--- Start of Text excerpt ---

Mississippi has had two state flags, and both have been closely associated with the state’s Confederate history. Mississippi and most other states did not adopt official flags until the Civil War. When Mississippi seceded on 9 January 1861 and thus became a de facto independent entity, the need for a state flag became obvious. Accordingly, on 26 January the state secession convention approved a committee report recommending a state flag “of white ground, a Magnolia tree in the centre, a blue field in the upper left hand corner with a white star in the centre, the Flag to be finished with a red border and a red fringe at the extremity of the Flag.” The blue field with the white star was the Bonnie Blue Flag made famous by Harry McCarthy’s 1861 song by that title. Mississippi was one of five southern states to incorporate the single-star motif into its new flag.
Apparently not widely used, the Magnolia Flag served as the official state flag for the remainder of the Confederacy. In August 1865 a constitutional convention renounced secession and repealed many of the laws passed by the convention, including the law adopting the Magnolia Flag. For the next three decades, Mississippi had no flag.
In January 1894 Gov. John Marshall Stone asked the legislature to correct this oversight, and on 6 February legislators passed a measure declaring that the state’s new banner would have “width two-thirds of its length, with the union, square in width, two-thirds of the width of the flag; the ground of the union to be red and a broad blue saltier thereon bordered with white and emblazoned with thirteen (13) mullets or five-pointed stars, corresponding to the number of the original States of the Union; the field to be divided into three bars of equal width, the upper one blue, the center white, the lower one red.” This turgid language masked the fact that the new flag’s field resembled the Confederate Stars and Bars and that its union or canton was the blue cross on a red field of the Confederate battle flag. This resemblance was of course no accident. The flag was likely designed by Sen. E. N. Scudder, a member of the Joint Legislative Committee for a State Flag. In 1924 his daughter told the Mississippi Division of the United Daughters of the Confederacy, “My father loved the memory of the valor and courage of those brave men who wore the grey [and] he wanted to perpetuate in a legal and lasting way that dear battle flag under which so many of our people had so gloriously fought.” On 7 February 1894, Gov. Stone, a Confederate veteran, signed the flag bill.

--- End of Text excerpt ---

Challenges =>
a: Answer these questions from the text on Mississippi's state flags:
(i) On what date did the secession convention approve the committee report recommending a state flag?
(ii) In what month and year did a constitutional convention renounce secession?
(iii) Who likely designed the flag adopted in 1894?
b: Carry the text on Mississippi's state flags forward from its final sentence.
The records that come next have no connection to the text on Mississippi's state flags.

--- Start of Provided records ---

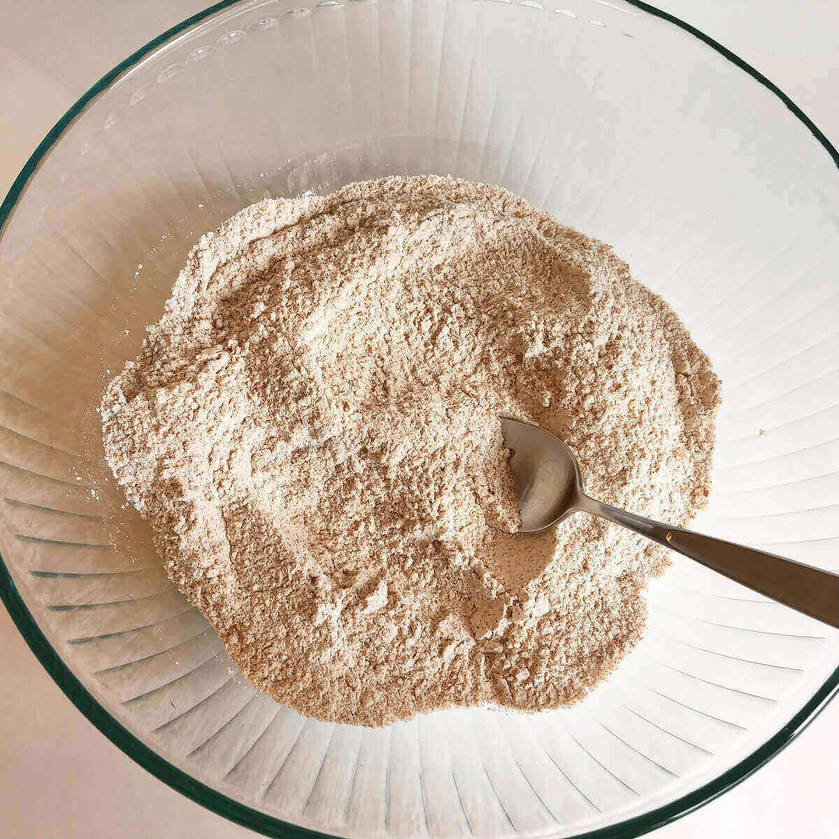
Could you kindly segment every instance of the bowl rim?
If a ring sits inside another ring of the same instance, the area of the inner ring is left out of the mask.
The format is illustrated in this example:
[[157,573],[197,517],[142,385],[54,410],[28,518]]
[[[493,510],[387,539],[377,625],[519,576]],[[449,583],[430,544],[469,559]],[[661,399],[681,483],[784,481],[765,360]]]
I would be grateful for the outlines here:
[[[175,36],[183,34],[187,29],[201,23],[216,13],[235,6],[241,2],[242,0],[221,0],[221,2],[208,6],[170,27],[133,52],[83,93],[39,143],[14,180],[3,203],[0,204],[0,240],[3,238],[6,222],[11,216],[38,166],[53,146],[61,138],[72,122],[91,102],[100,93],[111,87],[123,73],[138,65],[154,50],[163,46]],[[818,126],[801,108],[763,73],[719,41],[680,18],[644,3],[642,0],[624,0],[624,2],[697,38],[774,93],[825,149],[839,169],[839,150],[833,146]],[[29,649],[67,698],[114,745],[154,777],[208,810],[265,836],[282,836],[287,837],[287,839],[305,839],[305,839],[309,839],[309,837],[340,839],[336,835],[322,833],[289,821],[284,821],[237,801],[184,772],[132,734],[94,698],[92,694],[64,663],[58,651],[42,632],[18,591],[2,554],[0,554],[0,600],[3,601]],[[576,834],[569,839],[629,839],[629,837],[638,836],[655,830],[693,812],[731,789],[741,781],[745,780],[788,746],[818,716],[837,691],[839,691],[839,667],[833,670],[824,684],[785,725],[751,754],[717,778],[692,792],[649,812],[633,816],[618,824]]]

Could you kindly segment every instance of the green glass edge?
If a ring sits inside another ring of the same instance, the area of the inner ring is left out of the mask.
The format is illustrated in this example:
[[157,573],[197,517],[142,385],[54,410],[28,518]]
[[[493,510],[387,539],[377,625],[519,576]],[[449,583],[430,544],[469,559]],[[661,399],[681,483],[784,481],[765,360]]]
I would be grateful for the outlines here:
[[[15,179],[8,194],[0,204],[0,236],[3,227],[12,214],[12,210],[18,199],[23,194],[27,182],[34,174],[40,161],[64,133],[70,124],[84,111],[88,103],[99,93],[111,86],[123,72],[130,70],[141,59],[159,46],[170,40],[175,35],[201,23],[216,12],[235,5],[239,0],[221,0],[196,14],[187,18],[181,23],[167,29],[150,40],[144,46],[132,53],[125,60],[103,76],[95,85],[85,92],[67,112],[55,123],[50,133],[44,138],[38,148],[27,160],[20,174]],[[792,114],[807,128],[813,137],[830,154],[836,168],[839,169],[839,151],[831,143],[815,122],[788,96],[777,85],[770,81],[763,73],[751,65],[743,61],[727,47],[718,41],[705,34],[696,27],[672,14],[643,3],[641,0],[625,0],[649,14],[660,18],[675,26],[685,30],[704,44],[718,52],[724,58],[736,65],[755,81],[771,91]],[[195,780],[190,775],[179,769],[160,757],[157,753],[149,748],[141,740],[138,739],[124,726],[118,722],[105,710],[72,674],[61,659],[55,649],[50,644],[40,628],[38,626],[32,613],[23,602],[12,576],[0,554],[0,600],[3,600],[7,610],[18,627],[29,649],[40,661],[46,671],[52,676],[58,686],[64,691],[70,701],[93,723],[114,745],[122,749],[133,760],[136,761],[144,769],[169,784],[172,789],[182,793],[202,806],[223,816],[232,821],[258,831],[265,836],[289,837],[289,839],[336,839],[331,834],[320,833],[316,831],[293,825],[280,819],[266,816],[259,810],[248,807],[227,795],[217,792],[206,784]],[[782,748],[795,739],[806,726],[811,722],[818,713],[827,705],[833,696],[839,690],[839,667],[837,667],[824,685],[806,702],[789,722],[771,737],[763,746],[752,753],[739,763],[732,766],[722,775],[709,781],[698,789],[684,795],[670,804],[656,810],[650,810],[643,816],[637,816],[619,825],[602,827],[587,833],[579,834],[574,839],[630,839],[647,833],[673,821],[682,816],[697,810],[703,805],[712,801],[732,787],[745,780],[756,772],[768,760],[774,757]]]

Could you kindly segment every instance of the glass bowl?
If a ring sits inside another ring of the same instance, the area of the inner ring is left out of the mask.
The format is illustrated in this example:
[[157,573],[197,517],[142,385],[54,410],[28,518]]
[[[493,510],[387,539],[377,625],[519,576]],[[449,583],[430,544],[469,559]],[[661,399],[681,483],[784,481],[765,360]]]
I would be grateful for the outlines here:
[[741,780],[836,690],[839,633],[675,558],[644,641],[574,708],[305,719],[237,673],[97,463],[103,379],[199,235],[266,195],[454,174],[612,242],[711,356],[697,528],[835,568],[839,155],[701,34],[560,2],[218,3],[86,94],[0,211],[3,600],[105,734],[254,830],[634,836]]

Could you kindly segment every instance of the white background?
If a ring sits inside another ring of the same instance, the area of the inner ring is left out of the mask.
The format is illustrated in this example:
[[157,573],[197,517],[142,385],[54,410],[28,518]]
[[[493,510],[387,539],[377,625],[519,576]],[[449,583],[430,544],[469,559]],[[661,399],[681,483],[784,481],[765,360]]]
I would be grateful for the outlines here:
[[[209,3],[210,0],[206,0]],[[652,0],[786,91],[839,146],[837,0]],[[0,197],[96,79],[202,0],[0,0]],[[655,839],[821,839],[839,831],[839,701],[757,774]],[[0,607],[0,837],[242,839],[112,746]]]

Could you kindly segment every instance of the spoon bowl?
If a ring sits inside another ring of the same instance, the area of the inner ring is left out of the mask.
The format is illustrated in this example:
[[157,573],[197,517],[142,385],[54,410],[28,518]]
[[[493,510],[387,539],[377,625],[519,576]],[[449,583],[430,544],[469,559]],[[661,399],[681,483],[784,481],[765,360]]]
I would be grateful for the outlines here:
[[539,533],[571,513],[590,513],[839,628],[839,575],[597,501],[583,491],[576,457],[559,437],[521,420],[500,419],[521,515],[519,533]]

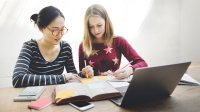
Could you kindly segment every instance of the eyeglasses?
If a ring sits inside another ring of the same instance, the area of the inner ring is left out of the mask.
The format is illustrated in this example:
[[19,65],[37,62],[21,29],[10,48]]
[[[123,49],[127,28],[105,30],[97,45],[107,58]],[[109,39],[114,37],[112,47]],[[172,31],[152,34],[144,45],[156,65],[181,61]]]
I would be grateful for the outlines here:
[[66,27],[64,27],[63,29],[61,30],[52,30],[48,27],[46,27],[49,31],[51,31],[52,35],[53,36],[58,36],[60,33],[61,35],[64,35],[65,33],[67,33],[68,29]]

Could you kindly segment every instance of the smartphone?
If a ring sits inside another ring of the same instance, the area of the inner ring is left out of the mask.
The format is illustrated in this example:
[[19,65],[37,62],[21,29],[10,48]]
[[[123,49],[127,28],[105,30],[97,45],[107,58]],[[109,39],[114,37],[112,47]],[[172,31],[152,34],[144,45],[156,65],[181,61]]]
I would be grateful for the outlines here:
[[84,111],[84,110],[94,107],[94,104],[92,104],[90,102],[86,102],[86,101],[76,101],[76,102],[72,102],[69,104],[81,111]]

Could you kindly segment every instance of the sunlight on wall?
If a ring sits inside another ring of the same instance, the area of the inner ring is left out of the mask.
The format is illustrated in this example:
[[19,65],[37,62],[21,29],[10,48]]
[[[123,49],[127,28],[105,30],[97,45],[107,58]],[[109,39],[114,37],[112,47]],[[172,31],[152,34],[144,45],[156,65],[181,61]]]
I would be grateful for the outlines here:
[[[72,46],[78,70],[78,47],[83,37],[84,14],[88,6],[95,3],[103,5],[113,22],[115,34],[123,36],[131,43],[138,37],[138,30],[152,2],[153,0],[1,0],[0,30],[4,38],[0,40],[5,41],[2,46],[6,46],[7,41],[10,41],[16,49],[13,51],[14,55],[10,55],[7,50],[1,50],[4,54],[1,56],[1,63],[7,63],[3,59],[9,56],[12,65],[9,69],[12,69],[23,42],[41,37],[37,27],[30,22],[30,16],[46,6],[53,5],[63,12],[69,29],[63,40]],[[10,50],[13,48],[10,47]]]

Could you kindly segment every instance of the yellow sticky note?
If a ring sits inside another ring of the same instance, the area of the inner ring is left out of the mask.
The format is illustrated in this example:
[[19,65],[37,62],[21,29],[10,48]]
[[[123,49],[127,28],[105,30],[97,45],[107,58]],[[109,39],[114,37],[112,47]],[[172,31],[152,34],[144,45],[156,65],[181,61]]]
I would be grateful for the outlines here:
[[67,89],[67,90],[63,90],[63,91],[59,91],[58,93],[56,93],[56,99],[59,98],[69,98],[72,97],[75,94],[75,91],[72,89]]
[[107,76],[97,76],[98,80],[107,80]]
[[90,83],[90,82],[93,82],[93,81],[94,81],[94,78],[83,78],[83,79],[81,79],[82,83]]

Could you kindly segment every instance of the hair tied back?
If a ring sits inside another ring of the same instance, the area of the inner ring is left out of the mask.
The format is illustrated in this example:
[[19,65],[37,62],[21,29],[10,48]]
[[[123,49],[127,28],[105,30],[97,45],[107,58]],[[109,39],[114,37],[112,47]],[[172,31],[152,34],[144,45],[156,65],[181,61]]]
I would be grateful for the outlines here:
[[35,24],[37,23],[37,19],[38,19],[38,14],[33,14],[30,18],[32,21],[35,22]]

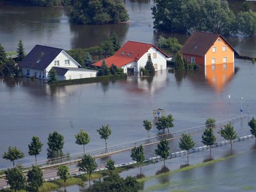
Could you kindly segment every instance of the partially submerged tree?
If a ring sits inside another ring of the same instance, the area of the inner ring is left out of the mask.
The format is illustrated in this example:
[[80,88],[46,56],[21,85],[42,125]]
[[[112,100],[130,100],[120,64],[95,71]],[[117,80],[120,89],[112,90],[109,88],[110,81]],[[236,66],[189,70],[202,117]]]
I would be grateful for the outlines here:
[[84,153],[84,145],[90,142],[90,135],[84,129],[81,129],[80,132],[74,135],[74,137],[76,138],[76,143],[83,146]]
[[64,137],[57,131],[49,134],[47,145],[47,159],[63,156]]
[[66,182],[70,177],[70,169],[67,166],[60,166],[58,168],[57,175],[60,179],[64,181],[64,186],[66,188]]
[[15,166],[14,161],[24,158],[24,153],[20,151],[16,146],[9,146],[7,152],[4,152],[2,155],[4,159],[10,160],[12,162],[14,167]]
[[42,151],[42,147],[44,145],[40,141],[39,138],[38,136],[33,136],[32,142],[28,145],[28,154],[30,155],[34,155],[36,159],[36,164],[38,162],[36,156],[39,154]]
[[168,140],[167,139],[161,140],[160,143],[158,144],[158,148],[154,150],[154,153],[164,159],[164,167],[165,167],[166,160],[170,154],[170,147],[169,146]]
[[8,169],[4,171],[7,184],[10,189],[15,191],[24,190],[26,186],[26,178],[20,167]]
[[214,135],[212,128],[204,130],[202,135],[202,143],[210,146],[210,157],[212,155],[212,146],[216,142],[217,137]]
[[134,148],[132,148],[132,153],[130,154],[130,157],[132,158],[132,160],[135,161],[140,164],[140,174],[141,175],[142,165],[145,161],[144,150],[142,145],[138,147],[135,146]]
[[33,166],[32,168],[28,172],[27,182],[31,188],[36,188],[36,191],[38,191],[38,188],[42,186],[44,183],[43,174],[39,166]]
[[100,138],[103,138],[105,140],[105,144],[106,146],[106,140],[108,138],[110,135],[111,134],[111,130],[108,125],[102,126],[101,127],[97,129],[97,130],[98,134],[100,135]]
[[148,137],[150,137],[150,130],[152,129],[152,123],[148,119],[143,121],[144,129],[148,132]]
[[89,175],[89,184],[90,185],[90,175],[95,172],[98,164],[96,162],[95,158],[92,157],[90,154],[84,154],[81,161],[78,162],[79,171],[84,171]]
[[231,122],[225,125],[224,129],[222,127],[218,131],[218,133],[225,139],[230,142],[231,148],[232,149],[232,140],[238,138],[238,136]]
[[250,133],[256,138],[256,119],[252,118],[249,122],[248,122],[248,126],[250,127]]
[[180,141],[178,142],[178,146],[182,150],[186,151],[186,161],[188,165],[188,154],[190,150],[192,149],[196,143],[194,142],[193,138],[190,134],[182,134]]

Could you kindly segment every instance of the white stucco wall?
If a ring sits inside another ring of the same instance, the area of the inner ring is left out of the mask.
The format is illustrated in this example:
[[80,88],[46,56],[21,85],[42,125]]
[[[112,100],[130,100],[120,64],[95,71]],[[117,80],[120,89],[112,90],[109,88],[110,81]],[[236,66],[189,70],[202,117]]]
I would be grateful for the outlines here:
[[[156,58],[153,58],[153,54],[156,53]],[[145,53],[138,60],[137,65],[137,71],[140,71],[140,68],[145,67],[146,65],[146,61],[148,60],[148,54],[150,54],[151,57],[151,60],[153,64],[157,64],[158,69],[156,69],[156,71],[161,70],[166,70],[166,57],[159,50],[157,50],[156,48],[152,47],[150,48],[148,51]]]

--- End of Provided records ---

The replies =>
a:
(i) 26 January 1861
(ii) August 1865
(iii) Sen. E. N. Scudder

b:
Mississippi was the first state to incorporate the Confederate battle flag into its official symbolism, and no serious challenge to this iconography arose for nearly a century. In 1988, 1990, 1992, and 1993, Aaron Henry, an African American state legislator, introduced bills to change the state flag, but they never reached the floor. In April 1993 the Mississippi Conference of the National Association for the Advancement of Colored People filed suit in state chancery court contending that the state flag violated equal protection clauses in the state constitution, particularly a prohibition against “symbols or vestiges of slavery” on the state flag. The state allowed the Mississippi Division of the Sons of Confederate Veterans to intervene as a defendant in the case, and in May 2000 the Mississippi Supreme Court ruled that the state flag did not demonstrably violate the plaintiffs’ constitutional rights to free speech and expression, due process, and equal protection as guaranteed by the state’s constitution.
The court decision also dropped a political bombshell: Mississippi had not had an official state flag since 1906, when the flag law had inadvertently been omitted from the revised state code. Gov. Ronnie Musgrove, a Democrat, appointed a seventeen-member advisory commission chaired by former governor William Winter, a progressive Democrat and flag opponent. The commission held a series of five public hearings that brought out large and vocal audiences divided primarily along racial lines.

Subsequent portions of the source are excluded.